== Article ==

For complete documentation, see [docs/EMBEDDING_PIPELINE.md](docs/EMBEDDING_PIPELINE.md).

---

## API Reference

### Segmentation & Evaluation
| Function | Purpose |
|----------|---------|
| `segment_audio` | One-file end-to-end (load → envelope → segment) |
| `run_evaluation` | Batch match WAV/TextGrid and compute metrics |
| `get_amplitude_envelope` | Compute envelope via registered method |
| `segment_envelope` | Dispatch segmentation algorithm |
| `flatten_results` / `aggregate_results` | Reshape & aggregate evaluation outputs |
| `plot_segmentation_result` | Multi-panel qualitative plot (optional) |

### Embedding Extraction ✨
| Function | Purpose |
|----------|---------|
| `embed_audio` | Extract syllable embeddings from single audio file |
| `embed_corpus` | Batch embedding extraction with parallel processing |
| `save_embeddings` | Save embeddings to NPZ or HDF5 format |
| `load_embeddings` | Load embeddings from NPZ or HDF5 format |

## Validation

**v1.0.0 validated against legacy spot_the_word implementation:**
- ✅ **r=0.9990 correlation** on MFCC embeddings
- ✅ **100% syllable count match** (10/10 test files)
- ✅ Identical segmentation boundaries
- Tested on Brent corpus (4,209 syllables, 862 utterances)

See [docs/VALIDATION_RESULTS.md](docs/VALIDATION_RESULTS.md) for full report.

## Adding Methods
1. Envelope: implement `compute_*` returning `(env, times)` in `envelope/` and register in `envelope/dispatch.py`.

== Objective ==
Continue the syllable segmentation library documentation, starting after step 1 under "Adding Methods."

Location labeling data
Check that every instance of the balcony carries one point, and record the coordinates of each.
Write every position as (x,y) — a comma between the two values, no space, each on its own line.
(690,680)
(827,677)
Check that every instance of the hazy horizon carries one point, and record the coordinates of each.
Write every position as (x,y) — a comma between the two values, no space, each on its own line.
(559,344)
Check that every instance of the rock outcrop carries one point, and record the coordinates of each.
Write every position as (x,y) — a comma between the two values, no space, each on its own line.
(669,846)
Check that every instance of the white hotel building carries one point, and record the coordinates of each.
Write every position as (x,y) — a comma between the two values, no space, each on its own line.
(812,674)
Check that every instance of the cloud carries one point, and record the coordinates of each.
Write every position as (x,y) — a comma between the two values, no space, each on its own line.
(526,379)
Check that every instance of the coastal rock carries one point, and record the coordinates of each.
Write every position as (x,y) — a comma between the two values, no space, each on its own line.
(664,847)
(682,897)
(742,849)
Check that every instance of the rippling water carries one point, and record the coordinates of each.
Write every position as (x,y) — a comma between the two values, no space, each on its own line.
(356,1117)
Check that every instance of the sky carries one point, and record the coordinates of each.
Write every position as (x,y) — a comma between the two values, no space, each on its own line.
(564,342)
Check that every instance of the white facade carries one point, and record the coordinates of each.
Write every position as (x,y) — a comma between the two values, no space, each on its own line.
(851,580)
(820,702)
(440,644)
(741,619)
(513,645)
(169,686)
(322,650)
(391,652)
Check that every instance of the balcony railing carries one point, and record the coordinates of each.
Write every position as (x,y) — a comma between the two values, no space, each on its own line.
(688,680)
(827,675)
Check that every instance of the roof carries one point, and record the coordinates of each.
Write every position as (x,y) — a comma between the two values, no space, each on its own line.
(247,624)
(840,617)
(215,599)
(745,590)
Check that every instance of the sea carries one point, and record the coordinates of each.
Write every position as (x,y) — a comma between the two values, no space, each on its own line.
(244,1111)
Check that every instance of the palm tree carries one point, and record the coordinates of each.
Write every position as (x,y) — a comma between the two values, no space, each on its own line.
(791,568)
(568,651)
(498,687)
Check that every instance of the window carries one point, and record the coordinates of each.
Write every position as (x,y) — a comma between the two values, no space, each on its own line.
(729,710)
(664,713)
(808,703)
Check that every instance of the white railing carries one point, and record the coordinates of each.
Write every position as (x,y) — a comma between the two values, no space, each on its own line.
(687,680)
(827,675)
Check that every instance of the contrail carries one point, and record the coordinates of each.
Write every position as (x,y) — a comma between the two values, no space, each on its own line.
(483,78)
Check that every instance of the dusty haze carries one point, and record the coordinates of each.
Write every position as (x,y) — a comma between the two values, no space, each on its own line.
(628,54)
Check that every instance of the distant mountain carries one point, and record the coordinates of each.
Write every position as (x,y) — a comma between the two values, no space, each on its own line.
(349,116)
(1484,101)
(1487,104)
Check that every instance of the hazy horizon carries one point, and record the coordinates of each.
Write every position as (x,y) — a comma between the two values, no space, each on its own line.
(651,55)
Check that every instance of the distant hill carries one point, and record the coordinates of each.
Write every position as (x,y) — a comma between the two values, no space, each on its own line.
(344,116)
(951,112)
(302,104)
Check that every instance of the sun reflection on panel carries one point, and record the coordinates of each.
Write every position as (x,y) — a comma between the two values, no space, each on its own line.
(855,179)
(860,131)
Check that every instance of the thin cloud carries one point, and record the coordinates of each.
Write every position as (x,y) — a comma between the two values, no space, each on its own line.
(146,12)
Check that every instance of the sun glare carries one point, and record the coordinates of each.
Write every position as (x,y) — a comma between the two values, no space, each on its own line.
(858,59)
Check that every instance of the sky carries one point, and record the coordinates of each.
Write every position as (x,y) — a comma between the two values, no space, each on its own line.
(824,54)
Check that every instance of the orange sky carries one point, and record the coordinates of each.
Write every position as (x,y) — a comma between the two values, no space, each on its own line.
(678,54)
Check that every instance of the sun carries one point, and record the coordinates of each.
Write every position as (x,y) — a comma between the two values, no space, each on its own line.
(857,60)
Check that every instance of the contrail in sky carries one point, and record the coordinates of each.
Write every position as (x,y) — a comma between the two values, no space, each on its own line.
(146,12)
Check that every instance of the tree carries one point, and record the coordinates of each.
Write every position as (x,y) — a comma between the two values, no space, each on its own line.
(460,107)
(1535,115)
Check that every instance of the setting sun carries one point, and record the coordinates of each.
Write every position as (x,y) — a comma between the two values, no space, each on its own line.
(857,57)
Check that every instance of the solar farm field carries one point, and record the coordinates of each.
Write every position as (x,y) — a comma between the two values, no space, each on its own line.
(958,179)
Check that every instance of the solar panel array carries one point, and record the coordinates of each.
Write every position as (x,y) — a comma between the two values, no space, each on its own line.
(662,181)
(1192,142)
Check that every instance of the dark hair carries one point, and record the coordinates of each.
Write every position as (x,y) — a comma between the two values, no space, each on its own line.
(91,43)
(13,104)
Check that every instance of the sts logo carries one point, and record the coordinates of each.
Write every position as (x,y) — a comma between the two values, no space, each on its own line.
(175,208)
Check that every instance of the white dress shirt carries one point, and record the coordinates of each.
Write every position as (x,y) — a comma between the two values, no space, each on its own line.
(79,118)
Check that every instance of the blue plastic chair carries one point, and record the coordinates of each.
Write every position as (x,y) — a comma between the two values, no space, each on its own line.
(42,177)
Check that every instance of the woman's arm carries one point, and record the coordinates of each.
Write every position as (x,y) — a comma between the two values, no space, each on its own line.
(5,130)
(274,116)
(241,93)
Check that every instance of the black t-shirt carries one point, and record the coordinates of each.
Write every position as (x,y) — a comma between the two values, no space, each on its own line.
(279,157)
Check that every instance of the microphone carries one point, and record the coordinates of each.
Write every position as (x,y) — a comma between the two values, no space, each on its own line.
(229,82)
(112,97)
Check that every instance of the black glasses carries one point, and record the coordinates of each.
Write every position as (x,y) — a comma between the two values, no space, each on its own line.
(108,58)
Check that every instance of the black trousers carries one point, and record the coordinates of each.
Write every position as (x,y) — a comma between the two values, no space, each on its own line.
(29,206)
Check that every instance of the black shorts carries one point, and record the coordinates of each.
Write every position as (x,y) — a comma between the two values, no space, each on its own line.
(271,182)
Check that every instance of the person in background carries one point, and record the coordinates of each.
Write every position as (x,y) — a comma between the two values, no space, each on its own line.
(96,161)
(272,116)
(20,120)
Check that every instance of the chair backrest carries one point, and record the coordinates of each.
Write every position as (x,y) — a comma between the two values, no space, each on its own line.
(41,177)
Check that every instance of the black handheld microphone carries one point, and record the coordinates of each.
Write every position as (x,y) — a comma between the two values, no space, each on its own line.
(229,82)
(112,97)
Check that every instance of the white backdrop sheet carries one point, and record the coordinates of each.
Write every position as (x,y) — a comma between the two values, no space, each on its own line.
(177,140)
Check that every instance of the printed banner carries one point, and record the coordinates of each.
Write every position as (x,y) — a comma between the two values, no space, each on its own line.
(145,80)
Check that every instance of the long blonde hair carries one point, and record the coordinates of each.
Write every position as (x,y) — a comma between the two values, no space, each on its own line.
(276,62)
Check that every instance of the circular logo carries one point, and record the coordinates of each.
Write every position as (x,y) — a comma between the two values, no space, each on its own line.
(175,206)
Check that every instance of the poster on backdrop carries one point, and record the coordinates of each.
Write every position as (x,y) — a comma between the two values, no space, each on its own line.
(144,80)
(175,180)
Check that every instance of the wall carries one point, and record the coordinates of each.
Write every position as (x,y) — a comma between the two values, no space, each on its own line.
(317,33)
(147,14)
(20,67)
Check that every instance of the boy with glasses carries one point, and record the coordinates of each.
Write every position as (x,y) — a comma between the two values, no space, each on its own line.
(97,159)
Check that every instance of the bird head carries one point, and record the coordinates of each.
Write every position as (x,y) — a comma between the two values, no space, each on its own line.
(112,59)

== Right answer ==
2. Segmentation: implement `segment_<name>(envelope, times, **kwargs)` in `segmentation/` and add branch in `segmentation/dispatch.py`.

## TextGrid Tier Indexing
Indices are 0-based (as provided by the `textgrid` library). Pass `None` to skip a tier or `-1` for placeholder syllable generation (currently returns empty list).

## Evaluation Conventions
- Default tolerance = 0.05s.
- Evaluation keys are generated dynamically based on tier specifications (e.g., `syllable_boundaries`, `word_spans`).
- To evaluate against a new tier, pass it via the `tiers` parameter: `tiers={'my_tier': 3}`.
- Substitutions matter for span metrics; remain zero for nuclei/boundary F1 semantics.

## Roadmap

- [x] Classical envelope-based segmentation (v0.1.0)
- [x] Multi-level TextGrid evaluation (v0.1.0)
- [x] End-to-end neural segmentation (Sylber) (v0.1.1)
- [x] Syllable embedding pipeline (v1.0.0)
  - [x] Core extractors (Sylber, MFCC, Mel-spectrogram)
  - [x] Pooling methods (mean, ONC, max, median)
  - [x] Corpus processing with parallel execution
  - [x] Storage utilities (NPZ, HDF5)
  - [x] VG-HuBERT support with MFCC delta features
- [ ] Additional neural embedders (HuBERT, Wav2Vec2, WavLM)
- [ ] Streaming / large-file handling
- [ ] Alternative segmentation algorithms (Mermelstein, oscillator-based)
- [ ] Enhanced CLI with progress tracking

## Performance Notes
- Audio loading prefers `torchaudio` (install separately) else falls back to `soundfile`/`librosa`
- Envelope computation is vectorized (NumPy); SBS/Hilbert faster than theta/gammatone
- Embedding extraction: Neural methods (GPU) ~50 fps, Classical methods (CPU) ~100 fps
- Corpus processing supports parallel execution via `n_jobs` parameter

## FAQ

**Can I use my own segmentation boundaries?**  
Yes! Extract embeddings from pre-segmented syllables by calling the lower-level API (see [docs/EMBEDDING_PIPELINE.md](docs/EMBEDDING_PIPELINE.md)).

**Why are boundary/spans columns missing in evaluation?**  
If a tier index is `None` or produces no intervals, those metrics are skipped.

**How do I add a custom envelope method?**  
Implement a function returning `(envelope, times)` and register it in `envelope/dispatch.py`.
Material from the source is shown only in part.